Em contrapartida, muitos se manifestaram no sentido de que a movimentação de maior valor agregado ao papel moeda seria um facilitador da lavagem.
É de fato possível identificar um risco maior de lavagem em uma modalidade específica: a de movimentação (literal) de recurso obtido imediatamente de infração penal (tema que interessa a pessoas obrigadas como transportadoras de valores e empresas de guarda de valores).
O que ocorre, porém, é que esse dinheiro precisa ser, em um primeiro momento, sacado e, em um segundo, depositado.E é aqui que o risco maior existe – e não nas notas em si. Se o controle dos saques e depósitos em espécie observarem valores totais não muito altos (levando em consideração também a frequência, o local, o histórico de saques e depósitos, a renda e todos os outros fatores de risco), pouco importa se a pessoa está sacando ou depositando notas de 50, 100 ou 200.

§ **Tarefas a executar**:
• a. Atualize o texto sobre lavagem de dinheiro entre "É de fato possível" e "guarda de valores).", inclusive, reproduzindo esse trecho com "transportadoras de valores" substituído por "empresas de transporte de valores".
• b. Prossiga com o texto sobre lavagem de dinheiro a partir da última frase apresentada.
O material provém de uma fonte distinta da do texto.

§ **Material fornecido**:
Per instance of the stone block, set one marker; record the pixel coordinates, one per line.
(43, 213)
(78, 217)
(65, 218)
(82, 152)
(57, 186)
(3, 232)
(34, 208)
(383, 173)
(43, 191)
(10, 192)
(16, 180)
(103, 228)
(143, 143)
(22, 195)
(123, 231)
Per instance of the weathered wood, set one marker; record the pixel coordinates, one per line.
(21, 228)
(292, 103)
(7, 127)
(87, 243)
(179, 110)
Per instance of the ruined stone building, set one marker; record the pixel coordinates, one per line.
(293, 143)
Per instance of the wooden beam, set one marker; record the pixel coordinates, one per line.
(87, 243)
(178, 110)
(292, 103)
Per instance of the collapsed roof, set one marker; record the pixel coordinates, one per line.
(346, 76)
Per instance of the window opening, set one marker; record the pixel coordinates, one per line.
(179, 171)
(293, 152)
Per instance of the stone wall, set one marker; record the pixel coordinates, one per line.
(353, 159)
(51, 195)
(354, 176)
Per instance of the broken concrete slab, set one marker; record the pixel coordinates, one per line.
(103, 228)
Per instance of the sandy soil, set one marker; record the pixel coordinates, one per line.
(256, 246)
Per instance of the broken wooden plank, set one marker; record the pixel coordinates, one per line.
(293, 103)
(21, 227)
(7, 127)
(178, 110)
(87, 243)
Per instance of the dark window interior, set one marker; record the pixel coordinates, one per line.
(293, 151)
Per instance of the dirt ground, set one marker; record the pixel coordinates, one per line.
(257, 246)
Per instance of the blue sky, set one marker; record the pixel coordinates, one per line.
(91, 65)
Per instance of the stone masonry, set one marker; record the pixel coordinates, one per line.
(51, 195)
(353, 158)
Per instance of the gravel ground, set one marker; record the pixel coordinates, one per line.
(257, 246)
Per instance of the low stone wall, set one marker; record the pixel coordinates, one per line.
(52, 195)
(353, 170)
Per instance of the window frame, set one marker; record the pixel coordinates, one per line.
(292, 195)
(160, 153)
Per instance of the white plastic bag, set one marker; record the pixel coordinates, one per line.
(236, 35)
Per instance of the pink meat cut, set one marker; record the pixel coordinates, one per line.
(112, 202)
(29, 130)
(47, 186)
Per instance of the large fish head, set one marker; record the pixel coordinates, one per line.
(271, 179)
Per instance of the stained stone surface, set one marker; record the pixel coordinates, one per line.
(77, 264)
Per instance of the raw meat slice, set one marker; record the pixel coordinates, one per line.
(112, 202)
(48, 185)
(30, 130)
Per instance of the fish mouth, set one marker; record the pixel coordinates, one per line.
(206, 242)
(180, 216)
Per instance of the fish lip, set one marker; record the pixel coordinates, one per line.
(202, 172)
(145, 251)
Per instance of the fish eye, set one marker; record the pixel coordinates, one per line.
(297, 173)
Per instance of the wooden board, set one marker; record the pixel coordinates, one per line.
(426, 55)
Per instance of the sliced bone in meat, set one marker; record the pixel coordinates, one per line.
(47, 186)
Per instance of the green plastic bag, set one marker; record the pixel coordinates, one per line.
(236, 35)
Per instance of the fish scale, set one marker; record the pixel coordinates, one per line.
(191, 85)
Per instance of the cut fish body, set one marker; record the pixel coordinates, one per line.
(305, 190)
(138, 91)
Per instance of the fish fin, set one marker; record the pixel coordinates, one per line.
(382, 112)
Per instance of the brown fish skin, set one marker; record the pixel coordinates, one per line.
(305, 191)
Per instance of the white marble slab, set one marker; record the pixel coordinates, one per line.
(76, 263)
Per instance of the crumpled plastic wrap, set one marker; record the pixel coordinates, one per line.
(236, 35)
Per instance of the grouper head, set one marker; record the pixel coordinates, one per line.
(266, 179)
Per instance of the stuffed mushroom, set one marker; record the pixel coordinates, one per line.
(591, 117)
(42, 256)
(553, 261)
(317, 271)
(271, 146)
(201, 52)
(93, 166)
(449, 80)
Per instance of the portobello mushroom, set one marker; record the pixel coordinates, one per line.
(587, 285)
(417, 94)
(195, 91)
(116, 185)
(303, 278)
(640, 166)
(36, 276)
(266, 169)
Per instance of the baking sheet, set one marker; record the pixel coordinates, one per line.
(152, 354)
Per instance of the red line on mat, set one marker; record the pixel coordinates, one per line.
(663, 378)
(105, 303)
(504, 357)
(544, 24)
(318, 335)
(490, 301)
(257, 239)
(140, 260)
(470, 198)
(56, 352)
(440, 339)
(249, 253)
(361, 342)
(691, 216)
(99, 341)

§ **Problemas resolvidos**:
• a.
É de fato possível identificar um risco maior de lavagem em uma modalidade específica: a de movimentação (literal) de recurso obtido imediatamente de infração penal (tema que interessa a pessoas obrigadas como empresas de transporte de valores e empresas de guarda de valores).

• b.
Um caso recente reforça meu argumento: o caso do aumento de lavagem de dinheiro por meio de depósitos não identificados em um grande banco australiano (história muito bem contada pelo Financial Times, aqui).
O que gerou o surto de lavagem naquele caso foi um conjunto de fatores que facilitou a realização de depósitos não identificados em espécie em um montante alto (cerca de 20 mil dólares australianos). O volume de dinheiro depositado saltou de alguns poucos milhões, para alguns bilhões de dólares australianos rapidamente e se tornou uma rede de lavagem da máfia de Hong Kong.
Por isso os controles de PLDFT devem estar, sobretudo, nos saques e nos depósitos – além de existir um acompanhamento (como de fato já existe, por lei) dos serviços de transportes de valores.
Dados das grandes operações da Polícia Federal revelam que, apesar do histórico de apreensões de dinheiro vivo, as grandes transferências que lavam o dinheiro proveniente de diversas infrações penais ainda corre dentro de vias formais (constituições de sociedades no exterior, câmbio, operações societárias, além de objetos de alto valor e difícil mensuração como obras de arte, joias, etc.).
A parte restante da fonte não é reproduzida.